● **Provided data**:
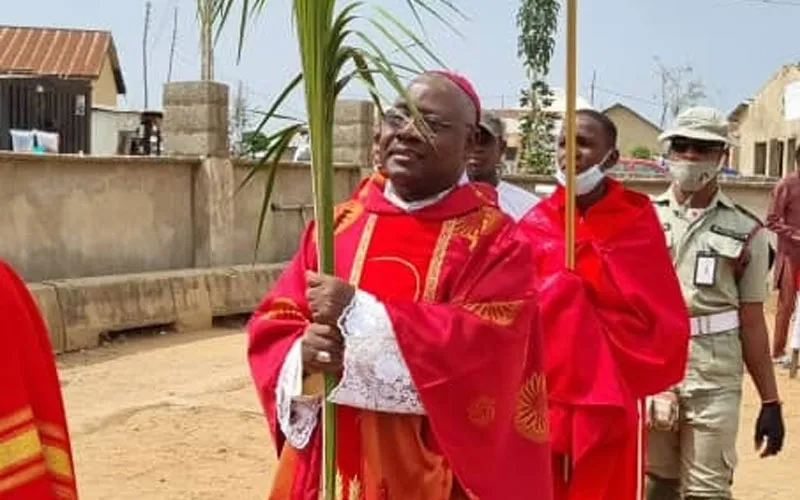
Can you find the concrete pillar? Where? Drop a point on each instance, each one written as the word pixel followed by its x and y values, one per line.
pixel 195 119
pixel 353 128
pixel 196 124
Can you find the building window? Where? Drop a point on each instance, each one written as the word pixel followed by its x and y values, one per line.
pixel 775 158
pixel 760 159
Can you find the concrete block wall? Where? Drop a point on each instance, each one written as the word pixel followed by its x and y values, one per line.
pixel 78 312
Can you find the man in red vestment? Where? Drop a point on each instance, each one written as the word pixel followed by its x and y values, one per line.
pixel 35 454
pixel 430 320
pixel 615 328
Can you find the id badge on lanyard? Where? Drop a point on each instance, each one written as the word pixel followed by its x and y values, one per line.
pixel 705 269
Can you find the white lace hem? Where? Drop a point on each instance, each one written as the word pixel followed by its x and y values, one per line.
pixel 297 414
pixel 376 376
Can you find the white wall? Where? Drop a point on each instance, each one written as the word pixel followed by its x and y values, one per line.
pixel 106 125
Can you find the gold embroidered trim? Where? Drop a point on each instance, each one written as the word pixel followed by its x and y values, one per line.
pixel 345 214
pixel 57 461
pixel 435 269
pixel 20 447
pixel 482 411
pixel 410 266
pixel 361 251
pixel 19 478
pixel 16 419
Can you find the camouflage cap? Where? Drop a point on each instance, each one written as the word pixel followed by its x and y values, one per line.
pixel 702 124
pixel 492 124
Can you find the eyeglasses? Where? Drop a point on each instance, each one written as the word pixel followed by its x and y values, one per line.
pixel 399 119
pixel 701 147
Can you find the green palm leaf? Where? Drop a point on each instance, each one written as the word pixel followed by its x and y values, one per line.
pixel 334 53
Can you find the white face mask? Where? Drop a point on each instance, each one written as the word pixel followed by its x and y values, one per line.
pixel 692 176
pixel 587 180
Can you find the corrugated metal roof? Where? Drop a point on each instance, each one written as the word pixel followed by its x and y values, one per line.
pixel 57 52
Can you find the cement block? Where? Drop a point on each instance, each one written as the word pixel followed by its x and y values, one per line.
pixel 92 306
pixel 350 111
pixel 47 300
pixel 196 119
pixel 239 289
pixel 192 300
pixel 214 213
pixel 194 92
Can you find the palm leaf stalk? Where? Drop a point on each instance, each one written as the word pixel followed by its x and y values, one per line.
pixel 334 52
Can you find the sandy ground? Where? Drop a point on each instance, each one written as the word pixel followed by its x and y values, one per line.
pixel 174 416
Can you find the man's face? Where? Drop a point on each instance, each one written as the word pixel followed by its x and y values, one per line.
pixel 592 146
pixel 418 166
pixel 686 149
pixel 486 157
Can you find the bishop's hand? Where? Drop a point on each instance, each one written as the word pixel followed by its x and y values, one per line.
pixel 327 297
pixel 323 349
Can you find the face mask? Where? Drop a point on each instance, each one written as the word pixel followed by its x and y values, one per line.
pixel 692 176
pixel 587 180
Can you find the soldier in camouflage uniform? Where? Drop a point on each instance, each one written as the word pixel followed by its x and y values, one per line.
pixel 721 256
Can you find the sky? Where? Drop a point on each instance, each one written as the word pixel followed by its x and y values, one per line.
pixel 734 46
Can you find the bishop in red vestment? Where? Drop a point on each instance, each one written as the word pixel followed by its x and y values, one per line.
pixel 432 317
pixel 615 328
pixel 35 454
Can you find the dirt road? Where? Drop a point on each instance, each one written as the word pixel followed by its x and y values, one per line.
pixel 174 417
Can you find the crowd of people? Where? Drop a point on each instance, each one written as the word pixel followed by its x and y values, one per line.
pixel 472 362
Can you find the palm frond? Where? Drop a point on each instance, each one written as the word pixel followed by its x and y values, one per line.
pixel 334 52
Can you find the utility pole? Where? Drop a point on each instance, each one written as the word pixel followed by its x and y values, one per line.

● **Description of the task**: Please set down, with no changes, the line that contains "Can you find the bishop in" and all the lines after it until the entries end; write nothing besides them.

● **Answer to this task**:
Can you find the bishop in red vestment? Where? Drop a point on each instance, each one written as the word pixel followed by its x and y values, one per line.
pixel 432 317
pixel 615 328
pixel 35 454
Can you find the dirt road? Where? Drop a point on each instance, each one written as the word pixel followed by its x and y values, one per line.
pixel 174 417
Can you find the crowd of people? Where? Drop a point on each instance, each one written as the word pixel followed by its x and y values, one per line.
pixel 472 362
Can you find the palm frond? Where? Drop a point on each instance, each one written as the word pixel followed by its x and y values, one per line.
pixel 334 52
Can you find the utility pole? Where? Drop a point on each instance, each one written as the word pixel followed by its x and y values, one per line.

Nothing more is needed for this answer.